Given problem -
Write out, exactly as they appear, only the lines running from the line with "Annotate every instance of the lamp" to the final line of the listing; include both.

[START OF Data listing]

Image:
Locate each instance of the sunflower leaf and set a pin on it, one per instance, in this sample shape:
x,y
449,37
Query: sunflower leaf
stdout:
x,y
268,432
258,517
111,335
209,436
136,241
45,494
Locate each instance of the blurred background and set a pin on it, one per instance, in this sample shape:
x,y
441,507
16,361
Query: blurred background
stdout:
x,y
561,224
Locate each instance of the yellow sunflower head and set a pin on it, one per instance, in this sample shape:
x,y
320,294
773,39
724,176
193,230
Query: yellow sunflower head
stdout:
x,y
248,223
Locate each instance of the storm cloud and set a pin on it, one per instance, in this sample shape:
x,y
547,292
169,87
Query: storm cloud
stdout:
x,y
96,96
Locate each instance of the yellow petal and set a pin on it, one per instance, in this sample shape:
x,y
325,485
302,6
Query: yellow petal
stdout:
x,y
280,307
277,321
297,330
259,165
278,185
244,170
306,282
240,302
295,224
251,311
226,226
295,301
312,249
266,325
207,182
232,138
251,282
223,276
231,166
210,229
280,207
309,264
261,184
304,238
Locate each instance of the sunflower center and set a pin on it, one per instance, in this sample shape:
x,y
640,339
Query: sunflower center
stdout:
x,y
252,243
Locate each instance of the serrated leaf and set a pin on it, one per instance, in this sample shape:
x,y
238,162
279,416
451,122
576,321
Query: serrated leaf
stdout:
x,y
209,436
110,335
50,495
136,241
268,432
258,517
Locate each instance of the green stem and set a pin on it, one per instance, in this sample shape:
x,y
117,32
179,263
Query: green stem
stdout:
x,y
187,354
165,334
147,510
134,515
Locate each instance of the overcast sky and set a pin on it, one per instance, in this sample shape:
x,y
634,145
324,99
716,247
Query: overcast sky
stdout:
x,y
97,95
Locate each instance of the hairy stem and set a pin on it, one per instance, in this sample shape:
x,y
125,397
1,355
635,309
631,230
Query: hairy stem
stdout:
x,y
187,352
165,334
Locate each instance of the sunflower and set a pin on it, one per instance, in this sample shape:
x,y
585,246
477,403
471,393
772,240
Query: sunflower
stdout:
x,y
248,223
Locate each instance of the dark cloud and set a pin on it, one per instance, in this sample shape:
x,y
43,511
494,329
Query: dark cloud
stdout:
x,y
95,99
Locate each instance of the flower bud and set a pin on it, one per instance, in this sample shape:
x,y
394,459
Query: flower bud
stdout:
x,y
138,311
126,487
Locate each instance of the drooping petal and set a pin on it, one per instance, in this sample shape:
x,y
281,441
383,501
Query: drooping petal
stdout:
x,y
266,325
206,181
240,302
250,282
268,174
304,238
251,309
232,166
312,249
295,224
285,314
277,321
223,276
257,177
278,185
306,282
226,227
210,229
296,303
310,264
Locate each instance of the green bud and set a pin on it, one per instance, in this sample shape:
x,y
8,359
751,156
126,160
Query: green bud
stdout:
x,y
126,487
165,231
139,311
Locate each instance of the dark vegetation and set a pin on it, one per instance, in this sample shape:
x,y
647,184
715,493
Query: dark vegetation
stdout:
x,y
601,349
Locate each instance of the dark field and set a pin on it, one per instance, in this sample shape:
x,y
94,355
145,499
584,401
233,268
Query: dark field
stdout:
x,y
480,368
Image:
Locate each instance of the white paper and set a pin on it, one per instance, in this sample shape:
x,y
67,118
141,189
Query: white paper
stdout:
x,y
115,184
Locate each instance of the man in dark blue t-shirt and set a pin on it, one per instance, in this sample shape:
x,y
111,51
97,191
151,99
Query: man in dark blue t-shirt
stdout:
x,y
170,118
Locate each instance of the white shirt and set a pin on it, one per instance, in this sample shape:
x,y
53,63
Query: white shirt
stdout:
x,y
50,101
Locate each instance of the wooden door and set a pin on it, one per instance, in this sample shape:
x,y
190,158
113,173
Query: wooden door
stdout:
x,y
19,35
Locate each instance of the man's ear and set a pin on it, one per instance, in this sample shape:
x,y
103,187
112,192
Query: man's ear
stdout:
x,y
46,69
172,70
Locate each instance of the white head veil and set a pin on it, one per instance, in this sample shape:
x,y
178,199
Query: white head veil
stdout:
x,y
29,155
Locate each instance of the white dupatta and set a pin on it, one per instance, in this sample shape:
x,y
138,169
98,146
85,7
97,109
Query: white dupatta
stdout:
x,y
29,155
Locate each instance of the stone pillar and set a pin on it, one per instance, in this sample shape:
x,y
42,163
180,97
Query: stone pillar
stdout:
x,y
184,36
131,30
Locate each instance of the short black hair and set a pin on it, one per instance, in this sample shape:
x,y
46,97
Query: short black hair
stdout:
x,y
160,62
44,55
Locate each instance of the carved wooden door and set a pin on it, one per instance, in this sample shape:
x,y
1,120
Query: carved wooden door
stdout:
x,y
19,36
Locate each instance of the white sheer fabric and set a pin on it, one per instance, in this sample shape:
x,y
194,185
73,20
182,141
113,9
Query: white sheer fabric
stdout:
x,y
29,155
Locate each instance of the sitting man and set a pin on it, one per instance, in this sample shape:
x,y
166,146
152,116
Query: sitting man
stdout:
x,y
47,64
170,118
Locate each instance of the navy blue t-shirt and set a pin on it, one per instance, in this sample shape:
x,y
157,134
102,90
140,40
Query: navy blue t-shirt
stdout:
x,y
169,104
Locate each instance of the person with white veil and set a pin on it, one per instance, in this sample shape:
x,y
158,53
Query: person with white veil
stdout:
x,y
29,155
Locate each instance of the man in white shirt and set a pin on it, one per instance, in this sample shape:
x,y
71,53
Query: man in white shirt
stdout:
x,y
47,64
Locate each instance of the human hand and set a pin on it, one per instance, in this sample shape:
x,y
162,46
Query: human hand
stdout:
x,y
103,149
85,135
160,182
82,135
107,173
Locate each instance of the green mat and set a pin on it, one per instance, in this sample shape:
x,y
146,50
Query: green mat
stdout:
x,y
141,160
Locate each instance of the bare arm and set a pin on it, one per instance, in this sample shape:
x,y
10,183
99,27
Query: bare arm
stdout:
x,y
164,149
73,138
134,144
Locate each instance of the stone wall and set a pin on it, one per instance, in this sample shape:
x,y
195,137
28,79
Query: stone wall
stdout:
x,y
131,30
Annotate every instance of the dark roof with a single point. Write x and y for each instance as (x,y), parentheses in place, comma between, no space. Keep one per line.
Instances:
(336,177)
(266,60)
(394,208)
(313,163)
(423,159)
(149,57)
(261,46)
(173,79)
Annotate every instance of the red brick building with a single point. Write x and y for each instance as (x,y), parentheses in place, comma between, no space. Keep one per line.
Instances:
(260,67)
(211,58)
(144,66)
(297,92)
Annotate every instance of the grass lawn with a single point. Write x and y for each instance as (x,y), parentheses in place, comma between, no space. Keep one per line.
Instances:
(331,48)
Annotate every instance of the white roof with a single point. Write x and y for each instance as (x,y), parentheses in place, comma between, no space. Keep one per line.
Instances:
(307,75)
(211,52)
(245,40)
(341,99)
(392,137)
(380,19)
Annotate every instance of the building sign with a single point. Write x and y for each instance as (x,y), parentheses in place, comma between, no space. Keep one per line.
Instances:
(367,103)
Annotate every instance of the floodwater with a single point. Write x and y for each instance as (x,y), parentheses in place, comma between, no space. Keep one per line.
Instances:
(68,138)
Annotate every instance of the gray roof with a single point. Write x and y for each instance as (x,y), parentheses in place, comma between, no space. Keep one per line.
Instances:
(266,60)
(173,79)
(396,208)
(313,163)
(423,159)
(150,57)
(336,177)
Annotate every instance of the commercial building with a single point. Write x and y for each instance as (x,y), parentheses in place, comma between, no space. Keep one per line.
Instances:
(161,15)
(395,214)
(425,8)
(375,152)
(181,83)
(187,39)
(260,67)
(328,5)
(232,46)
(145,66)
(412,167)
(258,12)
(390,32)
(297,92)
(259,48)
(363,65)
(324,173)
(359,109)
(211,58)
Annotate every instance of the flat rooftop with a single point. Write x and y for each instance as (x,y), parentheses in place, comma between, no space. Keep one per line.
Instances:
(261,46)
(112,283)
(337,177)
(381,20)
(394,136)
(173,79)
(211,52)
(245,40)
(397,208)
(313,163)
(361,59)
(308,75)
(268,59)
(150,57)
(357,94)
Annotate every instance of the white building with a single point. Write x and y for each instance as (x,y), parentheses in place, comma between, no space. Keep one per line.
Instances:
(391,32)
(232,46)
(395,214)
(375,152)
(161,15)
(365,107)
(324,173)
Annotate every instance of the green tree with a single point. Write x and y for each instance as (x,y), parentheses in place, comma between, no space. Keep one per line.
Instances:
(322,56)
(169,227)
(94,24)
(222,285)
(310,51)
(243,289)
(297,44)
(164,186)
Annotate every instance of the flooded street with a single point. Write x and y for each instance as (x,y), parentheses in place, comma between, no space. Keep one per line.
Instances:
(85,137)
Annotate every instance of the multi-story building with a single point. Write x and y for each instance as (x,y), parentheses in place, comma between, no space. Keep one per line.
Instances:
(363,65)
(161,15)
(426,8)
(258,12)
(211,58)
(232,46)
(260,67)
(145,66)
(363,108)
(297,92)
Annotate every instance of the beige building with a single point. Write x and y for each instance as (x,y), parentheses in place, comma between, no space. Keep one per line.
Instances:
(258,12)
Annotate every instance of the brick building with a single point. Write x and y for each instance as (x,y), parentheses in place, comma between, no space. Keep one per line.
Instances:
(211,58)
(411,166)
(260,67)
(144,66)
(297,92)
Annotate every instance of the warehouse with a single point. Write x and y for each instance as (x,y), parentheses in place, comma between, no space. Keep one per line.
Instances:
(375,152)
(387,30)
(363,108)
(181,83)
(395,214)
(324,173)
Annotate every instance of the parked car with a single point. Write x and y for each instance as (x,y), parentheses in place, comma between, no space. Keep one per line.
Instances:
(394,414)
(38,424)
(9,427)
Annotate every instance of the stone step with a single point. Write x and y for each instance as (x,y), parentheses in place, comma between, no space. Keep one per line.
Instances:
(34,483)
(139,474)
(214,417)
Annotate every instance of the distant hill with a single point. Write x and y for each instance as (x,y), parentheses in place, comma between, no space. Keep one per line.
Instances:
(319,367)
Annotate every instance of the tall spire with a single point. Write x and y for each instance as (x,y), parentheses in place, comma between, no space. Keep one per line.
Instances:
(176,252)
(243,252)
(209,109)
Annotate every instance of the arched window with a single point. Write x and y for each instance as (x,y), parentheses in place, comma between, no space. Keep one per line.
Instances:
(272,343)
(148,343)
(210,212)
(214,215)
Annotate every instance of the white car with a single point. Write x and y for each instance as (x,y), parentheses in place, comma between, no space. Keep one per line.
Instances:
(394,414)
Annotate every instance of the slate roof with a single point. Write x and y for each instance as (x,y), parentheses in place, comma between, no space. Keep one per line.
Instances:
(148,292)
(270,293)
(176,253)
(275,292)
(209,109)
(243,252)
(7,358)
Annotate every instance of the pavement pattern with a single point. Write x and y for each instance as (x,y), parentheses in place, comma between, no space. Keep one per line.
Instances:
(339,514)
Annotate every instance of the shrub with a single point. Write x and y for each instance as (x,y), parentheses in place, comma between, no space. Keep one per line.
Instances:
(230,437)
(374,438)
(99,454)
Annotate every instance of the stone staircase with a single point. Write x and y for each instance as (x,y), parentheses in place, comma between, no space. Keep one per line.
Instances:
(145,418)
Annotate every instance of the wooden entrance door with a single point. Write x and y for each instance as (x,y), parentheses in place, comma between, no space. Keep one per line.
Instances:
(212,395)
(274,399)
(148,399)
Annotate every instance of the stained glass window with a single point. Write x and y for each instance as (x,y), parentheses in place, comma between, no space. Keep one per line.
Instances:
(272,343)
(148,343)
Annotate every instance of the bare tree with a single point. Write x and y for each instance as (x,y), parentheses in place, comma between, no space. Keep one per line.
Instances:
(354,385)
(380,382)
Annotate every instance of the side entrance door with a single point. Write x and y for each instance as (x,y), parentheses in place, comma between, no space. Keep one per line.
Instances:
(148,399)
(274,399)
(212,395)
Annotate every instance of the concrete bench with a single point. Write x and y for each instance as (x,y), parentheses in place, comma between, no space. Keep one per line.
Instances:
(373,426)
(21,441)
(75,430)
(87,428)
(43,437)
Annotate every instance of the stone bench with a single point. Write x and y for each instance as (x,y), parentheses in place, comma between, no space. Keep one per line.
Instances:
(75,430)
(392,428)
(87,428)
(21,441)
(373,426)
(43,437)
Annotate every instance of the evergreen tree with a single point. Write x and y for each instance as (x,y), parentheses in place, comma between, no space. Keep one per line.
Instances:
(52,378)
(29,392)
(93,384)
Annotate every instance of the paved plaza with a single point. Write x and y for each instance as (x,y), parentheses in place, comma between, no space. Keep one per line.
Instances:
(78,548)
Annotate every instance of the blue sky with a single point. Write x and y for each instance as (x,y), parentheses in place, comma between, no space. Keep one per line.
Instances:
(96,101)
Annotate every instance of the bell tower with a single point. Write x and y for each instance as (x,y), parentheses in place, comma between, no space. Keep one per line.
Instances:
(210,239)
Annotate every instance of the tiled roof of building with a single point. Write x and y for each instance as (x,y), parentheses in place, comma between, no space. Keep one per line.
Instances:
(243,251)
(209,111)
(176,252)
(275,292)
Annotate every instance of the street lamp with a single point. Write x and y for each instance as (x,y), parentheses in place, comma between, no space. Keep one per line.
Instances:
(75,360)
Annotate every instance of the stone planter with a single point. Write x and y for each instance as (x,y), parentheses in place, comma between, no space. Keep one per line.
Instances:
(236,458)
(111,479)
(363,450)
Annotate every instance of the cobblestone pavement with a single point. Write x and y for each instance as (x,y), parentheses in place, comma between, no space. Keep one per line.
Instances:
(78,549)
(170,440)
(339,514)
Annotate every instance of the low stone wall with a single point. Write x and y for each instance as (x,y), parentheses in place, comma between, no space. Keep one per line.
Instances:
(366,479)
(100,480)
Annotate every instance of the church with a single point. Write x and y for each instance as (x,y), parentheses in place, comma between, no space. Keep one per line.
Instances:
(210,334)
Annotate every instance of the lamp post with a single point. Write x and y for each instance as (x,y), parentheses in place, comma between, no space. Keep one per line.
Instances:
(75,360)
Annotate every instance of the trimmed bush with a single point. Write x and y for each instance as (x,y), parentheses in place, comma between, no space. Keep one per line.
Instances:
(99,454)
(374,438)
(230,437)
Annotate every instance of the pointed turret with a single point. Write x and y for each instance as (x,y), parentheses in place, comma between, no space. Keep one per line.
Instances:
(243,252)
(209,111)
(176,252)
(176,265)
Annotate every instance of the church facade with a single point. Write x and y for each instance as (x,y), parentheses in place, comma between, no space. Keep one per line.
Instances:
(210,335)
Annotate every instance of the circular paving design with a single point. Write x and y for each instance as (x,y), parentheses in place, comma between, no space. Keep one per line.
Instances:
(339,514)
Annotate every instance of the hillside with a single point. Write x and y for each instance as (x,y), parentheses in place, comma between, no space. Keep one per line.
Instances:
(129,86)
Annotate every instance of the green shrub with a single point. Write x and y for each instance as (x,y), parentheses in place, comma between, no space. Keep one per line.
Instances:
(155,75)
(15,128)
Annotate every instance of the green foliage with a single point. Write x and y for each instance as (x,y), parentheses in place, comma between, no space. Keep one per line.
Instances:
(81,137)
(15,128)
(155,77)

[END OF Data listing]

The answer -
Annotate every instance of the lamp post with a single point. Write x and y for each instance as (x,y), parentheses in place, comma between, no space. Keep one per line.
Instances:
(75,360)
Annotate every instance of the trimmed bush with a single point. Write x and y for each instance as (x,y), parentheses in place, comma between, no space. Keep one per line.
Instances:
(99,454)
(374,438)
(230,437)
Annotate every instance of the pointed turret with a single point. Write x and y for each instance as (x,y), parentheses in place, comma between, no space. Keep one per line.
Instances:
(243,252)
(209,111)
(176,252)
(176,265)
Annotate every instance of the church facade with a single point. Write x and y for each instance as (x,y), parentheses in place, comma between, no space. Keep one per line.
Instances:
(210,335)
Annotate every instance of the circular paving design with a single point. Write x and y for each instance as (x,y), parentheses in place, comma between, no space. Keep one per line.
Instances:
(339,514)
Annotate every instance of the hillside with a single point. Write x and y for each instance as (x,y), parentheses in place, comma between, no space. Keep one per line.
Instances:
(129,86)
Annotate every instance of the green shrub with a single point. Write x and y for each instance as (x,y), parentheses in place, comma between, no space. Keep one per line.
Instances:
(155,75)
(15,128)
Annotate every instance of the green foliage with a single point. Write x and y for each instance as (x,y), parentheses in place, comma between, no space. Keep one per line.
Instances:
(81,137)
(15,128)
(155,77)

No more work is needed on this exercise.